_Set task A_
In the records, swap "tattoo on forearm" for "tattoo on upper arm" in the stretch from the line containing "the black baseball" through the line containing "column 125, row 169", and reproduce only those lines with everything else left as is.
[START Excerpted passage]
Training the RDPClassifier

Attention!
This feature is compatible with Singularity 3.7.1! Previous versions of Singularity may not support for this.

In case you are using Singularity, to enable this feauture you need to get PEMA in another way than discussed before.

singularity build --fix-perms pema_fixperms shub://hariszaf/pema:v.2.0.3

Then, once you prepare your analysis_directory as described in the following sections, to run PEMA you also need to run an alternative command:

singularity run --fakeroot --writable -B /home/haris/Documents/coding/local_only/test_beds/pema/analysis_directory:/mnt/analysis pema_fixperms

We will consider this task as a two-step procedure.

The first one, is the one you need do on your own; this is the step of preparing the taxonomy andn the sequence file in the necessary formats.

This step is not the same for all cases as it is strongly dependent on the format of your sequence database.

Its output though must be as described in the following chapters in order to use it in the PEMA framework

Once you complete this, you may provide PEMA with its outcome and PEMA will run the second one; where the actual training of the classifier occurs.

As an example, we will show you how we handled the Midori2 database to train the RDPClassifier.

You may have a look on how your final input files need to look like over here

Step 1 - the one you’ll need to do on your own*

Aim of this step is to end up with two files:

a sequence file (with a .fasta extension)
a taxonomy file (with a .tsv extension)

in the format required.

Unfortunately, there is no way for step 1 to be implemented in a completely automatic way, so it could be part of the PEMA code. The user needs to provide PEMA with the aforementioned files, otherwise an error will occur.

Here is how we trained RDPClassifier with Midori 2 reference database.

This is an extreme case so you should not panic with the following commands!

Most cases will be considerably easier to get an appropriate taxonomy file!

We chose to use this as an example as a worst case scanerio

We downloaded the MIDORI_UNIQ_GB240_CO1_RDP fasta file of Midori2 which includes 1.332.086 sequences coming from 185.617 unique taxonomies.
[END Excerpted passage]
[START Materials provided]
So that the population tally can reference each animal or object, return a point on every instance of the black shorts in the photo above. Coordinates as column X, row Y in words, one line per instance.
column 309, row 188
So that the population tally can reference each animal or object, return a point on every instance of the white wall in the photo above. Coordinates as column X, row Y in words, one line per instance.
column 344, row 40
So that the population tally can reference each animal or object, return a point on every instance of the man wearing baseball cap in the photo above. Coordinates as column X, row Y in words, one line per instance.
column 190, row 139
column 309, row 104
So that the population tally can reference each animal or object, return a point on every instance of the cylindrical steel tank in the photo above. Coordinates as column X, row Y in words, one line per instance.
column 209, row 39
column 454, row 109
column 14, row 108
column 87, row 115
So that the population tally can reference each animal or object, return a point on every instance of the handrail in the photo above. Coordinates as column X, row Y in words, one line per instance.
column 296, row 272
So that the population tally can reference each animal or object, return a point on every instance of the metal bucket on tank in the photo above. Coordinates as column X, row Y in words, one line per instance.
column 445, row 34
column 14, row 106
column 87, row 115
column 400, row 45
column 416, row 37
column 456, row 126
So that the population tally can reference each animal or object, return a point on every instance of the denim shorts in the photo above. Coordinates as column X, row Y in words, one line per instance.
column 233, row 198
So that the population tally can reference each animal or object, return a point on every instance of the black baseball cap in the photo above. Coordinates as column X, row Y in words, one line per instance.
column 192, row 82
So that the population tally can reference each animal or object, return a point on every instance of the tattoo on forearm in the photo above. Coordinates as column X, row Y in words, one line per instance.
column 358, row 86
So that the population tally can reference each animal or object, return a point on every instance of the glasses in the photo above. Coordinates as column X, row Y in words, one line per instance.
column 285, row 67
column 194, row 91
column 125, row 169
[END Materials provided]
[START Materials provided]
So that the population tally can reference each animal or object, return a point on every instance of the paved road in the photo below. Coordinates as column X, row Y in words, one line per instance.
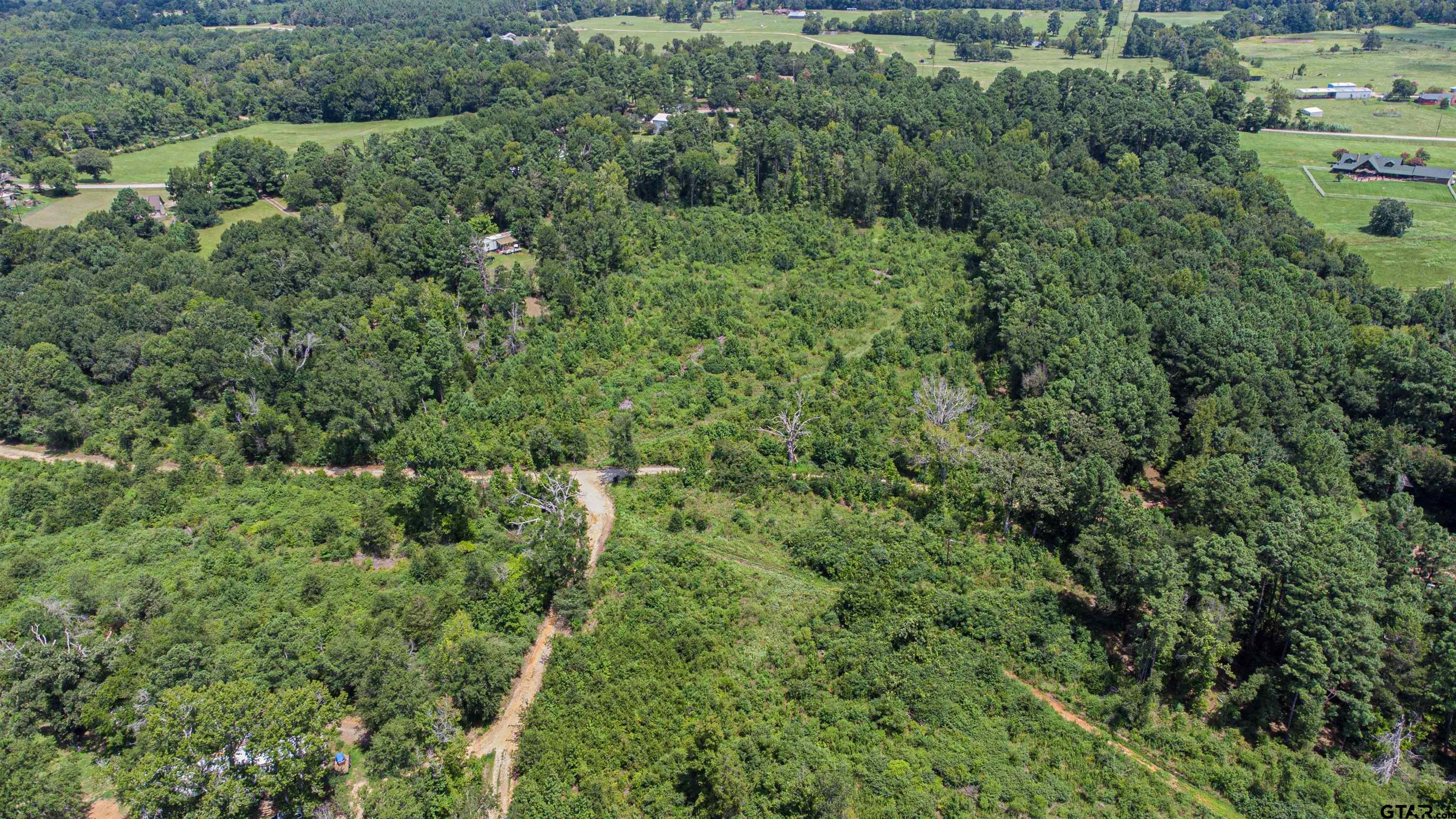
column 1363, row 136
[END Materials provided]
[START Materials provided]
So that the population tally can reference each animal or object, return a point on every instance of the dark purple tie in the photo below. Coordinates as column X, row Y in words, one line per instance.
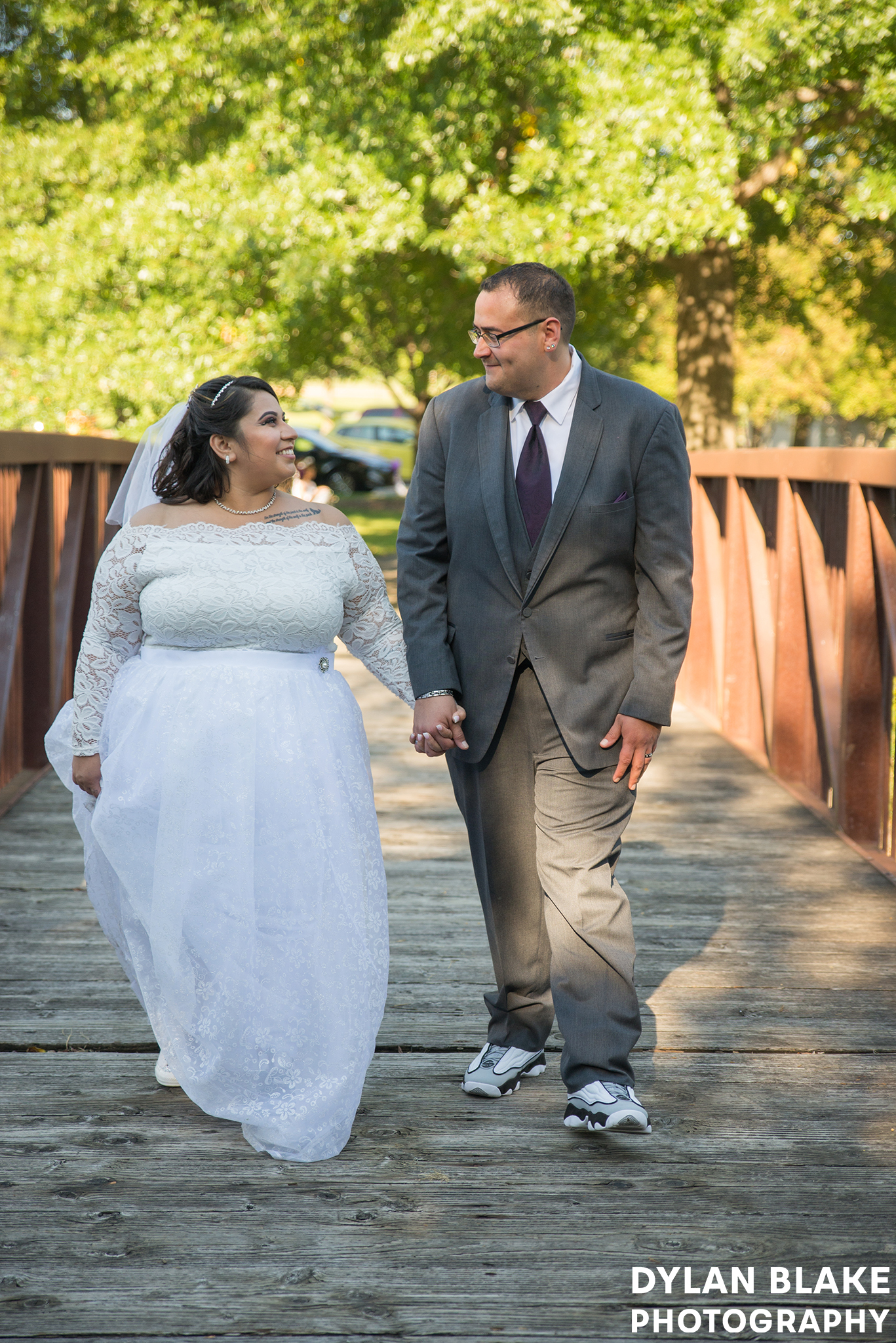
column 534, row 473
[END Materials provided]
_Set task B_
Answer these from the page on training the RDPClassifier:
(i) Which Singularity version is the feature stated to be compatible with?
(ii) What extension must the taxonomy file have?
(iii) How many sequences does the MIDORI_UNIQ_GB240_CO1_RDP fasta file include?

_Exercise answer A_
So that the population tally can reference each animal or object, return a point on every instance of the black baseball cap in the photo above. Coordinates as column X, row Y in words, one line per instance.
column 192, row 82
So that the population tally can reference each animal or object, return a point on every instance of the tattoo on upper arm in the photo above. Coordinates as column X, row Y in words, one line per instance.
column 358, row 86
So that the population tally can reference each animal or object, return a point on every instance of the glasses in the photo above. Coordinates as column X, row Y in words, one line per instance.
column 285, row 67
column 194, row 91
column 125, row 169

_Exercise answer B_
(i) Singularity 3.7.1
(ii) .tsv
(iii) 1.332.086